··· RECORDS FOR THE EXERCISE ···
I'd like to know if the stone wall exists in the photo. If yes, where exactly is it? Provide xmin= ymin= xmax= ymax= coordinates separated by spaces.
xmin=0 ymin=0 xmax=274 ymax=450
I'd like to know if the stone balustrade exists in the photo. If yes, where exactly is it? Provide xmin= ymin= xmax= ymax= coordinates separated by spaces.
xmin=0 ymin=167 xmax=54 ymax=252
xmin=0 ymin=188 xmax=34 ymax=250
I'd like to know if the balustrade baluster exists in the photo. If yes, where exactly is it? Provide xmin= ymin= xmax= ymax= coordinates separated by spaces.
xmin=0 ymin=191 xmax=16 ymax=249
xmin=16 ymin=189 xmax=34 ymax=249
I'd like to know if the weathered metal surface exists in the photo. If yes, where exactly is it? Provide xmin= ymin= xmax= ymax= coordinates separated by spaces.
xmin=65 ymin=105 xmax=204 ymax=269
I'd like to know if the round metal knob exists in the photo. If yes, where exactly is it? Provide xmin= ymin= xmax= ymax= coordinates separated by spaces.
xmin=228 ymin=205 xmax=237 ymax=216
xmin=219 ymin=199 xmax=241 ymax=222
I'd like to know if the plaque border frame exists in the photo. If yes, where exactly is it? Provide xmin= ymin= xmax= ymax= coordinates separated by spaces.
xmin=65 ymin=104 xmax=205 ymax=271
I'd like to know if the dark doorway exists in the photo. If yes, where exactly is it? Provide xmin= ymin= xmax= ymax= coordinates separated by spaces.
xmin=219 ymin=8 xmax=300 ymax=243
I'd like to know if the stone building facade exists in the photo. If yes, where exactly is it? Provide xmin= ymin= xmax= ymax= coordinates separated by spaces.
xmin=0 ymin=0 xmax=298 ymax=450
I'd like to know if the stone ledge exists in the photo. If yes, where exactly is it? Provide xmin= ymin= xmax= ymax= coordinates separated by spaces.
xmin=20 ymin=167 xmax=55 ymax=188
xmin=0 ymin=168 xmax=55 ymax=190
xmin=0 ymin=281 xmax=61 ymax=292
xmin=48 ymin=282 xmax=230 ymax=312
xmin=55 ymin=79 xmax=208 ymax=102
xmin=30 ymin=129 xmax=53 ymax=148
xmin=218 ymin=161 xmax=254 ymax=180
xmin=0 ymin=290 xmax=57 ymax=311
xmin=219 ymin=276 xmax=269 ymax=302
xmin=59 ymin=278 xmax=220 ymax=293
···
EXERCISE PROMPT – Type out all of the material again, word for word.

RESPONSE BELOW –
I'd like to know if the stone wall exists in the photo. If yes, where exactly is it? Provide xmin= ymin= xmax= ymax= coordinates separated by spaces.
xmin=0 ymin=0 xmax=274 ymax=450
I'd like to know if the stone balustrade exists in the photo. If yes, where exactly is it? Provide xmin= ymin= xmax= ymax= coordinates separated by spaces.
xmin=0 ymin=167 xmax=54 ymax=252
xmin=0 ymin=188 xmax=34 ymax=250
I'd like to know if the balustrade baluster exists in the photo. If yes, where exactly is it? Provide xmin= ymin= xmax= ymax= coordinates separated by spaces.
xmin=0 ymin=191 xmax=16 ymax=249
xmin=16 ymin=189 xmax=34 ymax=249
I'd like to know if the weathered metal surface exists in the photo. If yes, where exactly is it? Provide xmin= ymin= xmax= ymax= coordinates separated by spaces.
xmin=65 ymin=105 xmax=204 ymax=269
I'd like to know if the round metal knob exists in the photo. If yes, where exactly is it? Provide xmin= ymin= xmax= ymax= coordinates separated by spaces.
xmin=228 ymin=205 xmax=237 ymax=216
xmin=219 ymin=199 xmax=241 ymax=222
I'd like to know if the plaque border frame exists in the photo. If yes, where exactly is it? Provide xmin= ymin= xmax= ymax= coordinates separated by spaces.
xmin=65 ymin=104 xmax=205 ymax=271
I'd like to know if the dark doorway exists in the photo. If yes, where exactly is it? Provide xmin= ymin= xmax= ymax= coordinates separated by spaces.
xmin=219 ymin=8 xmax=300 ymax=243
I'd like to know if the stone building facade exists in the photo. If yes, where exactly is it? Provide xmin= ymin= xmax= ymax= coordinates separated by spaces.
xmin=0 ymin=0 xmax=298 ymax=450
I'd like to know if the stone ledge exists in the photo. If yes, where exactly is it? Provide xmin= ymin= xmax= ymax= coordinates separated by spaces.
xmin=20 ymin=167 xmax=55 ymax=188
xmin=0 ymin=168 xmax=55 ymax=190
xmin=0 ymin=281 xmax=61 ymax=292
xmin=48 ymin=282 xmax=230 ymax=312
xmin=55 ymin=79 xmax=208 ymax=102
xmin=30 ymin=129 xmax=53 ymax=148
xmin=218 ymin=161 xmax=254 ymax=180
xmin=0 ymin=290 xmax=57 ymax=311
xmin=219 ymin=276 xmax=269 ymax=302
xmin=59 ymin=278 xmax=220 ymax=293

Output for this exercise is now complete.